▸ **Exercise directions**
Write all of the lines below out again, exactly as they stand.

(Region pointing data)
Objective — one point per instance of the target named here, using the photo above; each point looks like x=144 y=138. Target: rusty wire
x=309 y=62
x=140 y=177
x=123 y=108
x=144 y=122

▸ **Your solution**
Objective — one point per instance of the target named here, using the photo above; each point looks like x=144 y=138. Target: rusty wire
x=309 y=62
x=140 y=177
x=123 y=108
x=144 y=122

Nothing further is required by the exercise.